- **PROMPT**: Everything from the line containing "obj=green metal fence post mode=detect" to the last line of the records must be returned verbatim; nothing else belongs in the output.

━━━━━ RECORDED INFORMATION

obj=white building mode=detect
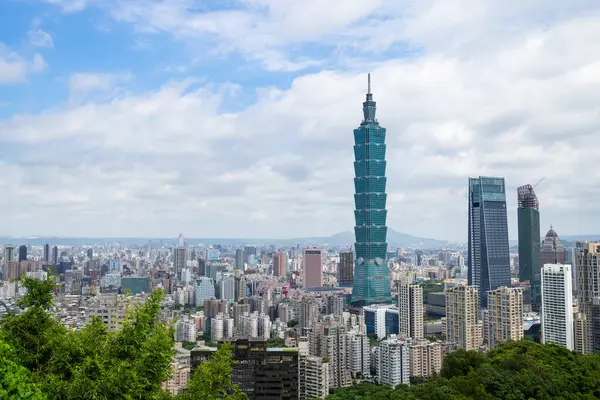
[196,277,215,306]
[541,264,574,350]
[175,318,197,342]
[210,313,225,342]
[298,356,329,400]
[377,335,410,387]
[398,284,423,339]
[347,332,371,377]
[363,304,394,339]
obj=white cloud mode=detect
[27,28,54,47]
[0,0,600,239]
[69,72,131,93]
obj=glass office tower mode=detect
[352,75,392,305]
[517,185,542,311]
[468,177,511,307]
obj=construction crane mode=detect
[533,176,546,189]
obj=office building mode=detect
[309,317,352,387]
[377,335,410,387]
[517,185,542,311]
[398,284,423,339]
[43,243,50,264]
[351,75,392,306]
[191,339,298,400]
[4,244,15,268]
[541,264,574,350]
[19,244,27,261]
[347,331,371,378]
[485,287,523,348]
[273,253,286,276]
[298,356,329,400]
[541,226,565,265]
[235,249,245,271]
[302,248,323,288]
[408,339,444,378]
[173,234,187,281]
[51,246,58,265]
[576,242,600,354]
[444,285,483,350]
[338,251,354,287]
[468,177,511,308]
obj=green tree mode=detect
[175,343,248,400]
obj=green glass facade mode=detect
[352,77,392,306]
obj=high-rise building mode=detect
[409,339,444,378]
[19,244,27,261]
[485,287,523,348]
[398,284,423,339]
[377,335,410,387]
[173,233,187,281]
[517,185,542,311]
[541,226,565,265]
[302,248,323,288]
[273,253,286,276]
[298,356,329,400]
[445,285,483,350]
[4,244,15,266]
[44,243,50,264]
[468,177,511,307]
[235,249,244,271]
[309,317,352,387]
[51,246,58,265]
[575,242,600,354]
[338,251,354,287]
[352,74,392,306]
[541,264,574,350]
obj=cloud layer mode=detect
[0,0,600,240]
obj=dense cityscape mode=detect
[0,75,600,400]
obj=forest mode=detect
[0,277,600,400]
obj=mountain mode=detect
[0,228,448,248]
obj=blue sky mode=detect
[0,0,600,241]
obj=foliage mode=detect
[0,341,46,400]
[0,277,174,399]
[328,341,600,400]
[176,343,248,400]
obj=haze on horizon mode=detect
[0,0,600,242]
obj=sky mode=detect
[0,0,600,241]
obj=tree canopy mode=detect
[327,341,600,400]
[0,276,245,400]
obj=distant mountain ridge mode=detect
[0,228,448,248]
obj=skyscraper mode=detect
[352,74,392,305]
[541,225,565,265]
[339,251,354,287]
[19,244,27,261]
[541,264,575,350]
[576,242,600,354]
[173,234,187,280]
[302,249,323,288]
[442,286,483,350]
[273,253,285,276]
[468,176,511,307]
[517,185,542,311]
[44,243,50,264]
[486,287,523,348]
[398,284,423,339]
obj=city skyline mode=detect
[0,0,600,242]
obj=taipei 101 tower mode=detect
[351,74,392,306]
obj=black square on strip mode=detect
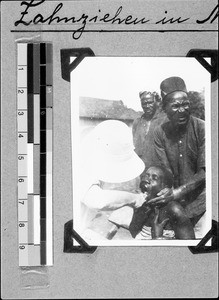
[40,66,46,85]
[40,175,46,197]
[40,153,46,175]
[40,108,46,130]
[40,85,46,108]
[40,130,46,153]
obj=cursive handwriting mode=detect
[14,0,218,40]
[196,5,219,24]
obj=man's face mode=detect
[144,167,164,198]
[165,92,190,127]
[140,93,157,118]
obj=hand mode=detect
[134,193,147,208]
[151,207,169,239]
[147,188,174,206]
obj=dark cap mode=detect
[160,77,187,99]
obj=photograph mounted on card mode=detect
[70,55,212,246]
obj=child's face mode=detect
[144,167,164,198]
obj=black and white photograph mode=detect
[71,57,211,246]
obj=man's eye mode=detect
[183,101,190,107]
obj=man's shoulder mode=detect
[190,116,205,126]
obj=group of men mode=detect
[80,77,206,241]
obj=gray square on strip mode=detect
[18,132,27,154]
[18,177,27,199]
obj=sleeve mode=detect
[153,126,172,173]
[197,120,205,170]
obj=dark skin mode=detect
[130,167,195,239]
[148,91,205,206]
[140,92,157,121]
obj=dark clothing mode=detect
[154,116,206,218]
[132,109,167,170]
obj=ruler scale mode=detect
[17,43,53,266]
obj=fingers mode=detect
[154,206,159,223]
[157,188,170,196]
[160,218,169,228]
[147,196,164,204]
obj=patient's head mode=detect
[140,166,173,198]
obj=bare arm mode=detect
[83,185,145,210]
[147,169,205,205]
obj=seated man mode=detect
[78,120,145,241]
[110,166,195,239]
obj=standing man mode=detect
[149,77,206,237]
[132,91,166,176]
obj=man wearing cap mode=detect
[132,91,166,175]
[150,77,206,236]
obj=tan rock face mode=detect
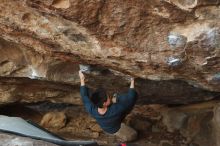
[0,0,220,104]
[0,133,58,146]
[0,0,220,91]
[40,112,67,129]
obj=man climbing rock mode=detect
[79,71,137,142]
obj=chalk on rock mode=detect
[167,56,182,67]
[168,34,187,47]
[79,64,91,73]
[212,73,220,83]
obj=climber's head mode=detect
[91,88,111,108]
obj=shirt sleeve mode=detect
[80,86,95,115]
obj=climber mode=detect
[79,71,137,142]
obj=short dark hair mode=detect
[91,88,108,108]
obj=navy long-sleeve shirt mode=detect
[80,86,137,134]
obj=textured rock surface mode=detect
[0,0,220,146]
[0,133,57,146]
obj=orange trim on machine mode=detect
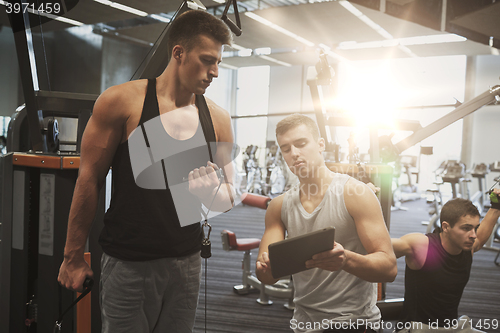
[12,153,80,169]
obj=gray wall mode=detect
[100,37,149,92]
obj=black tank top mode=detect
[99,79,216,261]
[403,234,472,327]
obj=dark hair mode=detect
[440,198,481,228]
[167,10,233,59]
[276,113,319,140]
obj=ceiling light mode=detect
[238,49,252,57]
[149,14,170,23]
[219,62,238,69]
[245,12,314,47]
[94,0,148,17]
[339,34,467,50]
[259,55,292,67]
[255,47,271,55]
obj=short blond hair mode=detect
[276,113,319,140]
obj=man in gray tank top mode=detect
[256,114,397,332]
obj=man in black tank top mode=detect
[58,10,237,333]
[392,189,500,332]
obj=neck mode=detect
[156,62,195,109]
[299,165,333,196]
[439,232,463,255]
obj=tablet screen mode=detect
[269,227,335,279]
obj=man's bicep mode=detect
[391,237,412,258]
[259,196,285,255]
[80,95,124,182]
[345,183,392,253]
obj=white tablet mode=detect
[269,227,335,279]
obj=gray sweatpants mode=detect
[100,253,201,333]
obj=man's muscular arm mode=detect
[57,87,126,291]
[188,99,236,212]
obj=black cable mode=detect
[53,278,94,333]
[205,258,208,333]
[36,0,50,91]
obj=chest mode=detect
[300,195,325,214]
[160,105,199,141]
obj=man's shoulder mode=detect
[94,80,147,119]
[99,80,147,103]
[267,191,288,211]
[205,97,231,121]
[205,97,234,142]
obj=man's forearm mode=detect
[474,208,500,251]
[202,183,236,212]
[64,181,99,259]
[343,250,398,282]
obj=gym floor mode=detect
[194,199,500,333]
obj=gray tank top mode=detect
[281,173,380,332]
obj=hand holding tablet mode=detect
[269,227,335,279]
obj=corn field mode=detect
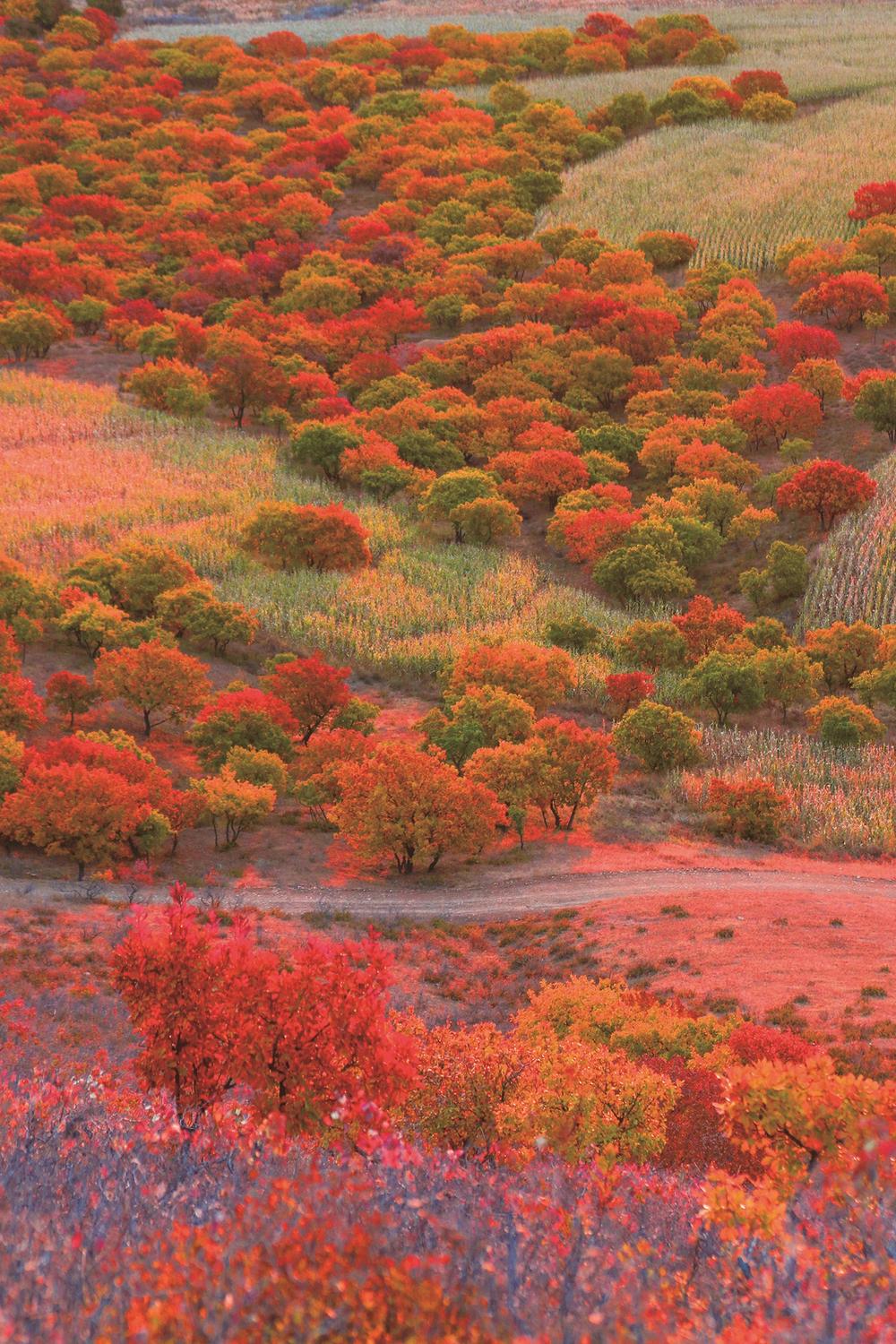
[540,91,896,271]
[799,454,896,631]
[677,728,896,854]
[0,373,625,702]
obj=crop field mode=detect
[678,730,896,854]
[801,456,896,631]
[0,0,896,1344]
[541,90,896,269]
[0,371,272,573]
[0,371,622,698]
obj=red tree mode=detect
[603,672,653,714]
[775,460,877,532]
[728,383,821,448]
[262,653,350,745]
[672,597,747,663]
[769,323,841,370]
[113,884,414,1132]
[849,182,896,220]
[0,762,151,879]
[47,671,100,728]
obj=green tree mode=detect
[753,648,823,722]
[288,421,361,481]
[420,467,500,542]
[418,685,535,771]
[853,374,896,445]
[684,650,763,728]
[613,701,702,773]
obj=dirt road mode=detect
[0,868,896,924]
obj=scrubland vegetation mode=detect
[0,0,896,1344]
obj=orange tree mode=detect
[334,741,504,874]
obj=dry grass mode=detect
[541,91,896,269]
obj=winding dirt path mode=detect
[6,868,896,924]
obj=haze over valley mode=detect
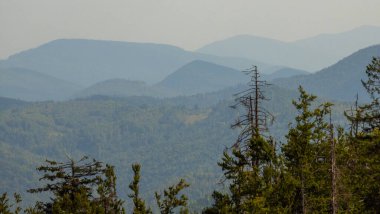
[0,0,380,213]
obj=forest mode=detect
[0,57,380,214]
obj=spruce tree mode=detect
[128,163,152,214]
[204,66,276,213]
[28,156,124,213]
[283,86,331,213]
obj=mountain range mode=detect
[0,39,271,87]
[273,45,380,101]
[198,26,380,72]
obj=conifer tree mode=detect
[283,86,331,213]
[0,193,22,214]
[155,179,189,214]
[128,163,152,214]
[342,57,380,213]
[28,156,124,213]
[204,66,276,213]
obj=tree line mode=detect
[0,57,380,214]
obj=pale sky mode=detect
[0,0,380,59]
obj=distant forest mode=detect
[0,57,380,214]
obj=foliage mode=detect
[155,179,189,214]
[0,193,21,214]
[283,87,331,213]
[28,156,124,214]
[128,164,152,214]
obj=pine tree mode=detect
[0,193,22,214]
[204,66,276,213]
[155,179,189,214]
[128,163,152,214]
[341,57,380,213]
[283,87,331,213]
[28,156,124,213]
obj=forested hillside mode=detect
[0,83,348,211]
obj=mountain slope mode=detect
[294,26,380,62]
[0,68,80,101]
[264,68,310,80]
[75,79,176,97]
[157,60,247,95]
[1,39,274,87]
[198,35,328,71]
[198,26,380,71]
[273,45,380,101]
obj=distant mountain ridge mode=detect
[0,39,271,87]
[0,68,80,101]
[198,26,380,72]
[157,60,248,95]
[273,45,380,101]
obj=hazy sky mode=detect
[0,0,380,58]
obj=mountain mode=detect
[198,26,380,71]
[263,67,310,81]
[0,68,80,101]
[0,97,28,111]
[157,60,248,95]
[75,79,175,97]
[294,26,380,61]
[0,39,270,87]
[273,45,380,101]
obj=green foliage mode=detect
[155,179,189,214]
[283,87,331,213]
[128,164,152,214]
[0,193,21,214]
[28,156,124,214]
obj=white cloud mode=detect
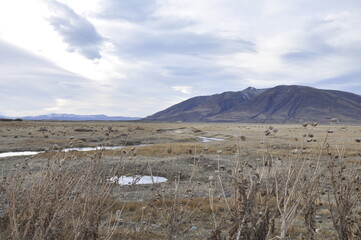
[172,86,193,94]
[0,0,361,116]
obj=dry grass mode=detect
[0,123,361,240]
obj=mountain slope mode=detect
[145,85,361,123]
[145,87,264,122]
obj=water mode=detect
[0,145,127,158]
[198,137,224,142]
[0,151,41,158]
[109,175,168,185]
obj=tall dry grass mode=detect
[0,124,361,240]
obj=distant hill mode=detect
[7,113,140,121]
[144,85,361,123]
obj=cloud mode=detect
[48,0,104,59]
[0,0,361,116]
[117,31,256,58]
[99,0,157,22]
[0,40,94,116]
[172,86,193,94]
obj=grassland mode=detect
[0,121,361,239]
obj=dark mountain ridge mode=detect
[144,85,361,123]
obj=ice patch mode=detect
[108,175,168,185]
[0,151,41,158]
[0,144,146,158]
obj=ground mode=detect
[0,121,361,239]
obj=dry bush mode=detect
[2,152,125,239]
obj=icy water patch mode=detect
[0,144,145,158]
[109,175,168,185]
[198,136,224,142]
[0,151,41,158]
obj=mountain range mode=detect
[143,85,361,123]
[0,113,140,121]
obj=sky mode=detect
[0,0,361,117]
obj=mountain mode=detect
[144,85,361,123]
[21,113,140,121]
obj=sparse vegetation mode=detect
[0,122,361,240]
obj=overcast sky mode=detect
[0,0,361,117]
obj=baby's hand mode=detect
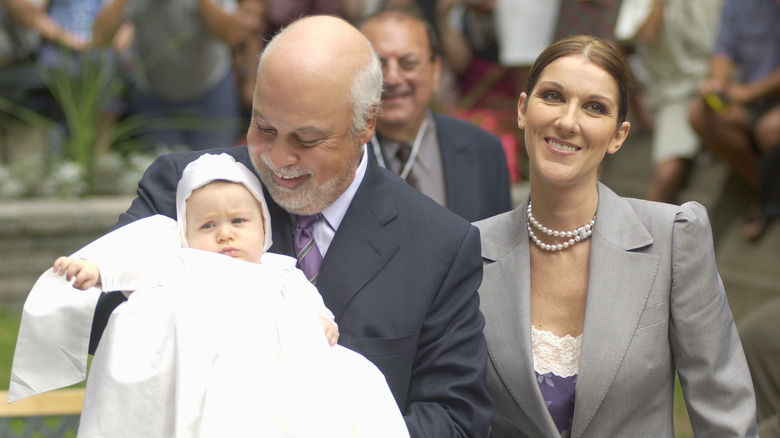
[320,316,339,347]
[54,257,100,290]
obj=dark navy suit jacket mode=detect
[97,146,492,438]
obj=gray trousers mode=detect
[738,296,780,438]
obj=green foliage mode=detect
[0,308,22,391]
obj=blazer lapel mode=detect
[317,160,400,321]
[571,183,659,437]
[480,206,559,437]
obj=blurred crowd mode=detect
[0,0,780,229]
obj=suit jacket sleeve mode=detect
[405,227,492,437]
[669,203,756,437]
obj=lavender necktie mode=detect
[293,213,322,284]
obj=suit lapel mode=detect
[317,160,399,320]
[480,203,558,437]
[571,184,659,437]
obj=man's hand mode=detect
[54,257,101,290]
[320,316,339,347]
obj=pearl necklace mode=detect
[525,201,596,251]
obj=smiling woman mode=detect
[476,36,756,438]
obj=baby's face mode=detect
[186,182,265,263]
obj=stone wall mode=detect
[0,196,133,311]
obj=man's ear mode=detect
[358,105,379,145]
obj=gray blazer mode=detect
[476,183,757,438]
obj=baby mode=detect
[53,154,339,346]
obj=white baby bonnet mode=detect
[176,153,271,252]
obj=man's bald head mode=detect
[257,15,382,135]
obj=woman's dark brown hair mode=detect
[525,35,633,125]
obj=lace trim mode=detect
[531,326,582,377]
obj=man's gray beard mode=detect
[250,150,360,215]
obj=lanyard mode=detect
[371,119,428,179]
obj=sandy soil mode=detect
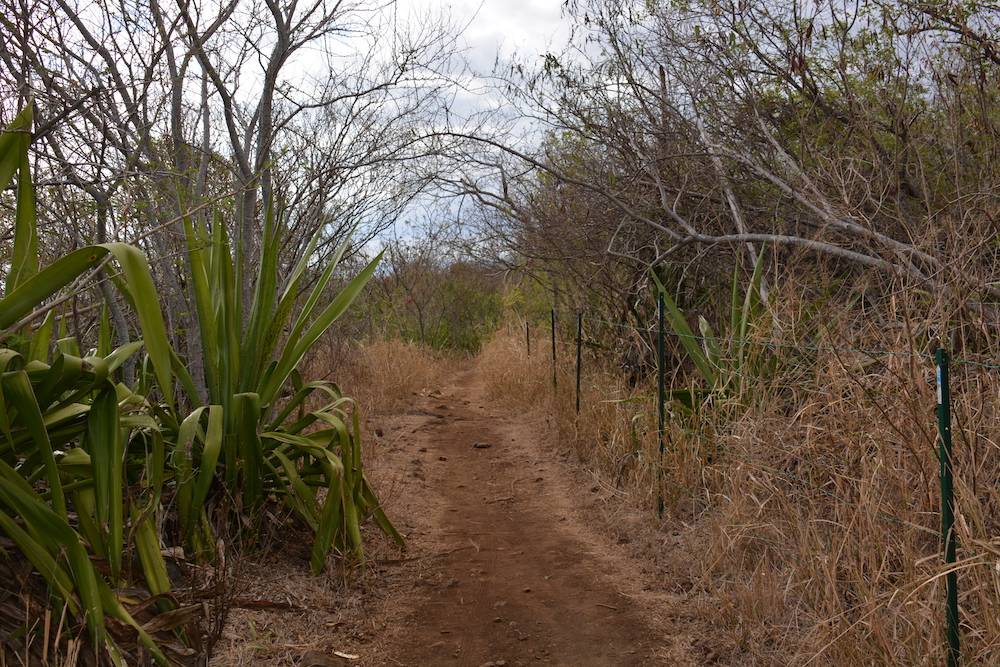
[212,366,696,666]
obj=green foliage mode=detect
[650,254,775,407]
[0,107,403,664]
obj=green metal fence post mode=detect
[552,308,556,389]
[656,292,667,518]
[576,312,583,414]
[934,347,960,667]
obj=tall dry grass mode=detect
[481,306,1000,665]
[308,338,458,415]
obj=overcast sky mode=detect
[416,0,569,73]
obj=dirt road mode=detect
[212,363,684,667]
[370,369,666,665]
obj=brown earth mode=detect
[212,367,696,666]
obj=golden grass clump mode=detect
[481,310,1000,665]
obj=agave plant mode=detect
[650,253,774,407]
[0,107,191,664]
[0,107,402,664]
[176,196,403,572]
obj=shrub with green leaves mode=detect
[0,107,403,664]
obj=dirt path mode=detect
[212,364,684,667]
[368,369,666,665]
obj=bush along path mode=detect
[217,362,703,667]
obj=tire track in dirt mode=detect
[366,369,672,666]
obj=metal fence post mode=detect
[656,291,667,518]
[934,347,960,667]
[552,308,556,389]
[576,312,583,414]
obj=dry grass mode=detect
[303,339,456,416]
[481,310,1000,665]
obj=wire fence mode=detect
[525,304,1000,667]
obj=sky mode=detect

━━━━━━━━━━

- **EXERCISE SOLUTION**:
obj=green metal fence post mode=detect
[552,308,556,389]
[656,292,667,518]
[576,312,583,414]
[934,347,960,667]
obj=tall dry grass mode=detect
[481,306,1000,665]
[308,338,458,415]
obj=overcast sky mode=detect
[416,0,569,73]
obj=dirt road mode=detect
[212,363,684,667]
[370,369,666,665]
obj=brown earth mode=detect
[212,367,696,666]
obj=golden grass clump mode=detect
[481,310,1000,665]
obj=agave plant mode=detect
[650,253,774,407]
[0,107,191,664]
[0,107,402,664]
[176,196,403,572]
obj=shrub with green leaves mode=detect
[0,107,403,664]
obj=dirt path mode=detect
[212,364,684,667]
[368,369,666,665]
obj=bush along path mode=detect
[217,362,703,667]
obj=tire track in dirt mode=detect
[366,369,672,666]
obj=metal fence post mode=detect
[656,291,667,518]
[934,347,960,667]
[552,308,556,389]
[576,312,583,414]
obj=dry grass mode=detect
[303,339,456,416]
[481,310,1000,665]
obj=wire fence mode=detect
[525,304,1000,667]
obj=sky mode=detect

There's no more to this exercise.